ПОКАЗАННЫЙ ОТРЫВОК
┄┄┄┄┄┄┄┄┄┄┄┄┄┄┄┄┄┄┄┄
Чтение онлайн

на главную

Жанры

Необходимость себя. Введение в философию
Шрифт:

Однако проблема идей не имеет никакого отношения к проблеме единичного и общего. Это совершенно другой срез проблемы. Воспользуемся снова примером «колеса» и подумаем, о чем идет речь в данном случае. Ведь «колесность» существует. (Не в смысле общего понятия колеса.) Потому что когда мы употребляем общее понятие, то как раз «колесности» не видим, не видим здесь проблемы. А вот когда начинаем думать о путях развития техники, о том горизонте, который сконцентрирован в колесе, тогда в отличие от эмпирического колеса оно и есть идея. Или то, что Платон обозначил словом «идея». То есть некий предмет, который выделяется как предельный, на котором мы рассуждаем о возможном горизонте нашего мышления и практики относительно данного предмета. Следовательно, что есть «колесо» в смысле идеи? — Весь горизонт наших возможностей передвижения. Мы ничего не можем помыслить «не-колесного» — до сих пор не можем,

хотя японцы, например, и пытаются изобрести в последние годы новое средство передвижения на так называемых магнитных подушках. Но это лишь некий технический предмет особый, конечно, — но стоящий в ряду других сходных предметов. Иначе это был бы принципиальный выход за границы данного культурного горизонта, который содержит все наши возможности практического и мыслительного использования механического перемещения.
┄┄┄┄┄┄┄┄┄┄┄┄┄┄┄┄┄┄┄┄
СТРОКИ ДАННЫХ
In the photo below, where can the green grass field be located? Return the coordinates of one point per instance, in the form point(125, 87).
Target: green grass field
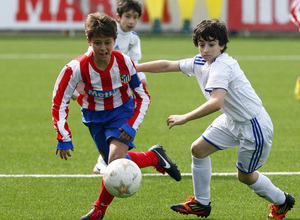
┄┄┄┄┄┄┄┄┄┄┄┄┄┄┄┄┄┄┄┄
ЧТО СДЕЛАТЬ
Перепишите из отрывка о колесе как идее фрагмент между словами «хотя японцы, например, и» и «использования механического перемещения.» включительно. Данные не связаны с отрывком и представляют собой отдельный материал.

В ОТВЕТ
хотя японцы, например, и пытаются изобрести в последние годы новое средство передвижения на так называемых магнитных подушках. Но это лишь некий технический предмет особый, конечно, — но стоящий в ряду других сходных предметов. Иначе это был бы принципиальный выход за границы данного культурного горизонта, который содержит все наши возможности практического и мыслительного использования механического перемещения.